Render the data below as a numbered list with no blank lines, and leave the pictures out.
## Begin
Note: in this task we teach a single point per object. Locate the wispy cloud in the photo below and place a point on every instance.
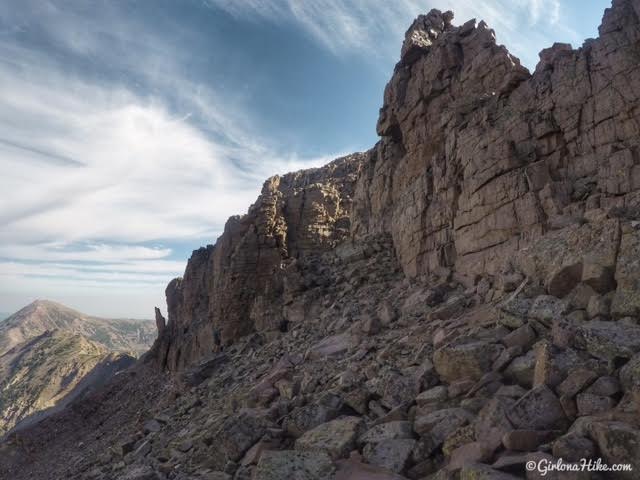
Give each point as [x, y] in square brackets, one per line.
[97, 165]
[376, 27]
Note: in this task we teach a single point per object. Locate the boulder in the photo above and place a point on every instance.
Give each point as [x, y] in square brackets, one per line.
[305, 418]
[547, 307]
[619, 443]
[441, 423]
[527, 440]
[467, 361]
[387, 431]
[573, 448]
[140, 472]
[589, 404]
[278, 465]
[492, 423]
[353, 469]
[337, 437]
[538, 409]
[626, 299]
[334, 345]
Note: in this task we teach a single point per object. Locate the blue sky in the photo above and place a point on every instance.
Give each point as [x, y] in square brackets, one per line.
[130, 130]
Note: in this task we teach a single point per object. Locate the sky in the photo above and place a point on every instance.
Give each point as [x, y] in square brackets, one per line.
[131, 129]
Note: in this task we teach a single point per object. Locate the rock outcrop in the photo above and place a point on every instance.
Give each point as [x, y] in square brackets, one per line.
[456, 303]
[240, 284]
[479, 159]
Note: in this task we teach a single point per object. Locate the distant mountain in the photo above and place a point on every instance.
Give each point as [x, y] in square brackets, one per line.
[51, 355]
[119, 335]
[49, 371]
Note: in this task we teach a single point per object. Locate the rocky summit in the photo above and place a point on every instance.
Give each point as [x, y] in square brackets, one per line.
[458, 301]
[51, 356]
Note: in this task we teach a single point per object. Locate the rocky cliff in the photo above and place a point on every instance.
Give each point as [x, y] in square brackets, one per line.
[457, 303]
[48, 372]
[52, 355]
[41, 316]
[478, 161]
[238, 285]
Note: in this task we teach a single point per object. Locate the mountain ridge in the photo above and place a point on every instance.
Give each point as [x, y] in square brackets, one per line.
[42, 315]
[52, 355]
[461, 301]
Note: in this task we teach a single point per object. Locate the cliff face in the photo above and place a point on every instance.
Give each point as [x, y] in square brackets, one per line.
[479, 159]
[238, 285]
[457, 303]
[48, 372]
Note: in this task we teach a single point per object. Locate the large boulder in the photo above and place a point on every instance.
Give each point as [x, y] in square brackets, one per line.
[619, 443]
[608, 340]
[337, 437]
[278, 465]
[538, 409]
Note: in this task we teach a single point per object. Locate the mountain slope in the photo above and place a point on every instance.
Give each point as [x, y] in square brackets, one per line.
[481, 313]
[51, 370]
[120, 335]
[50, 355]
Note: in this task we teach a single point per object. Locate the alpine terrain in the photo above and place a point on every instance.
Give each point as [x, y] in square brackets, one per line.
[453, 304]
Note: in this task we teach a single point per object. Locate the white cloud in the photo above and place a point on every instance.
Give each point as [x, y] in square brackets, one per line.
[93, 171]
[376, 27]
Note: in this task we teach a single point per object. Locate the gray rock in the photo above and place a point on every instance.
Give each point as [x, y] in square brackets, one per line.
[278, 465]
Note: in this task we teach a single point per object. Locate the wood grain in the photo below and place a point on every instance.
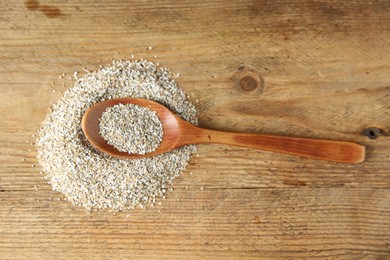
## End
(Reply to the task):
1. Note: in this task we teach a single point per object. Locate the wispy cloud in the photo below and place a point on every instance.
2. Give each point as [x, y] in square brackets, one per line.
3. [97, 165]
4. [376, 27]
5. Note: in this task we teach a single point per object. Locate the boulder in the photo above and place a point on every instance.
6. Give each point as [x, y] in square brackets, one per line.
7. [305, 418]
8. [547, 307]
9. [619, 443]
10. [441, 423]
11. [527, 440]
12. [467, 361]
13. [387, 431]
14. [573, 448]
15. [140, 472]
16. [589, 404]
17. [278, 465]
18. [492, 423]
19. [353, 469]
20. [337, 437]
21. [538, 409]
22. [626, 299]
23. [334, 345]
24. Note: in this task we teach a single point per object. Locate the blue sky in the photo above and place a point on every instance.
25. Give each point as [x, y] in square brackets, one per line.
26. [130, 130]
27. Note: in this task we teach a single point per object. Locate the sky in the photo above and place a point on every instance.
28. Give each point as [x, y] in square brackets, one per line.
29. [131, 129]
30. Note: in this task we teach a single point per object. Locate the rock outcrop in the photo above and place a point on every instance.
31. Give each point as [x, y] in square brackets, one per line.
32. [456, 303]
33. [240, 284]
34. [479, 159]
35. Note: in this task we teach a single point per object. Locate the distant mountain in the photo above and place a point on every instance.
36. Give each point as [x, y] in square brackets, one per line.
37. [51, 355]
38. [119, 335]
39. [49, 371]
40. Note: in this task we teach a single point per object. Locate the rocky summit in the photo above and place a point on every instance.
41. Give each point as [x, y] in square brackets, one per line.
42. [458, 301]
43. [51, 356]
44. Note: in this task we teach a single point per object. Locate the rocky cliff in the photo above and place a point on every instance.
45. Give each point as [x, y] in square brackets, one per line.
46. [457, 303]
47. [48, 372]
48. [52, 355]
49. [41, 316]
50. [478, 161]
51. [238, 285]
52. Note: in this task we teach a single point per object. Locate the mountain ridge in the photo above and place a point on every instance.
53. Give each point as [x, y] in square brackets, one per line.
54. [42, 315]
55. [52, 355]
56. [461, 301]
57. Note: in this task we teach a single point per object. Locate the cliff face in the photo above and place a point on every instance.
58. Give each point as [x, y] in square brackets, one per line.
59. [479, 159]
60. [238, 285]
61. [457, 303]
62. [48, 372]
63. Note: in this task we teach a single point per object. Locate the large boulder in the photo above and place a point on every instance.
64. Give each point as [x, y] in square brackets, one per line.
65. [619, 443]
66. [608, 340]
67. [337, 437]
68. [278, 465]
69. [538, 409]
70. Note: in this task we teach a single point per object. Locate the mountain slope in the photo above and place a point on every instance.
71. Give each point as [x, y] in square brackets, one per line.
72. [481, 313]
73. [51, 370]
74. [120, 335]
75. [50, 355]
76. Note: in this task we teach a single point per object. Locate the alpine terrain in the photo above and place a point on every instance.
77. Give each point as [x, y] in square brackets, one per line.
78. [453, 304]
79. Note: in this task we teach a single point per object. Locate the white cloud in the photo above and place a point on every instance.
80. Give each point as [x, y] in square brackets, one per line.
81. [93, 171]
82. [376, 27]
83. Note: in this task we teach a single point per object. Locate the gray rock in the photo above and place a point on every instance.
84. Give each point as [x, y] in square brackets, one per line.
85. [278, 465]
86. Note: in this task we teach a single point per object. Locate the wood grain in the photo below and place a point on every instance.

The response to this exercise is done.